- **What is needed**:
Write out all the entries below once more, line by line, with nothing changed.

(Pointing dataset entries)
*****
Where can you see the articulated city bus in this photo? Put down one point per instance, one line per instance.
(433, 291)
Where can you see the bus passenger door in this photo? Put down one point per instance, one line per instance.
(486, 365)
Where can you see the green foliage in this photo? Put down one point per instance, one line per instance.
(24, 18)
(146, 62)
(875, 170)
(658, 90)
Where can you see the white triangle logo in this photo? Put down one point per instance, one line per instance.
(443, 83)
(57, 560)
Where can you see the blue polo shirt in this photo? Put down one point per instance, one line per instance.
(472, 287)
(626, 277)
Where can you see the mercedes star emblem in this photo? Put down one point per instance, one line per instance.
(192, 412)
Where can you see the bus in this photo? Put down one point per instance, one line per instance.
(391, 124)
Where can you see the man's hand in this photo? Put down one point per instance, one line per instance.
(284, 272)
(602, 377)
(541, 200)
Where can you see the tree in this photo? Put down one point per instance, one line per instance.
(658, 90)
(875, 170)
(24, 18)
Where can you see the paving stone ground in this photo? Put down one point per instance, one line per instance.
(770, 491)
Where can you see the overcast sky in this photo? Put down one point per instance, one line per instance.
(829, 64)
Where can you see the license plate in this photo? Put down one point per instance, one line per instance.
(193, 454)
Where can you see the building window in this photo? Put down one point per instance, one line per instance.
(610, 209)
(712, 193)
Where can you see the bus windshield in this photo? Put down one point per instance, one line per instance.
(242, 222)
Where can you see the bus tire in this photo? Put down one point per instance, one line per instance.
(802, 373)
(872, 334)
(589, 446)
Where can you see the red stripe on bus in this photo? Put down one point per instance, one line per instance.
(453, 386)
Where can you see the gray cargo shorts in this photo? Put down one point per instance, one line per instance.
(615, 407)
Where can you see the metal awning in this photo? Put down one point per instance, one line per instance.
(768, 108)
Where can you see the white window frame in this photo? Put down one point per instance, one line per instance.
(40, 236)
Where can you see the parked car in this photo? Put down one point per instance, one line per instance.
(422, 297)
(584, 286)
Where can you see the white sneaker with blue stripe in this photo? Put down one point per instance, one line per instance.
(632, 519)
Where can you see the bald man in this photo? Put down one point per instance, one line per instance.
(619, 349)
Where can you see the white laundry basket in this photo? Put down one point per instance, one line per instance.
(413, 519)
*****
- **Full output**:
Where can you see the articulated city bus in this photo? Put down one point per instance, one line per instance.
(433, 291)
Where can you see the bus passenger door in this photo? Put down one point per instance, one line per instance.
(486, 365)
Where can you see the green foliage in this photo? Put down one point per instance, one line per instance.
(24, 18)
(146, 62)
(875, 170)
(658, 90)
Where can you see the white triangle logo in this photo? Put down one point per instance, one line per instance.
(443, 83)
(57, 560)
Where can you see the blue polo shirt in this photo? Put down one point per instance, one line per instance.
(472, 287)
(626, 277)
Where can you see the mercedes star emblem in this photo? Put down one point per instance, one line per instance.
(192, 412)
Where can you see the bus in this photo? Put down one point per instance, one line per instance.
(391, 124)
Where can you see the man's hand in this photo? Put down one point per instance, one line per instance.
(284, 272)
(602, 377)
(541, 200)
Where can you see the tree in this photo? Put down one point per instance, one line per instance.
(658, 90)
(875, 170)
(24, 18)
Where can you see the paving stone ground in this photo? Put down one point per instance, one line per instance.
(770, 491)
Where can you see the overcast sky in this photo? Put down one point per instance, one line per instance.
(829, 64)
Where can you see the license plate in this photo? Put down one point per instance, one line per instance.
(193, 454)
Where can you see the building window in this photo? Put down one point per instance, one line per instance.
(610, 209)
(712, 193)
Where can you see the bus windshield in this photo? Put down one point per instance, one line per instance.
(242, 222)
Where can you see the bus tire in this photo? Put down one point per instance, one line per instance.
(802, 373)
(872, 334)
(589, 446)
Where can you see the red stripe on bus in this photo? Put down one point per instance, one line per instance.
(453, 386)
Where can you see the gray cargo shorts in this photo? Put down one point per instance, one line per instance.
(615, 407)
Where can you see the metal awning in this photo? Put down one point per instance, one line per instance.
(768, 108)
Where can you see the white window frame in this photo? Put down one point per instance, one line per instance.
(40, 236)
Where can you see the parked car in this photo? Put down one point per instance, one line per instance.
(422, 297)
(584, 286)
Where can you see the white sneaker with blue stripe in this photo? Put down one point per instance, one line per instance.
(632, 519)
Where can you see the bald man in this photo? Put down one point per instance, one line per instance.
(619, 349)
Where can you see the white laundry basket in this photo? Put down one point per instance, one line per instance.
(413, 519)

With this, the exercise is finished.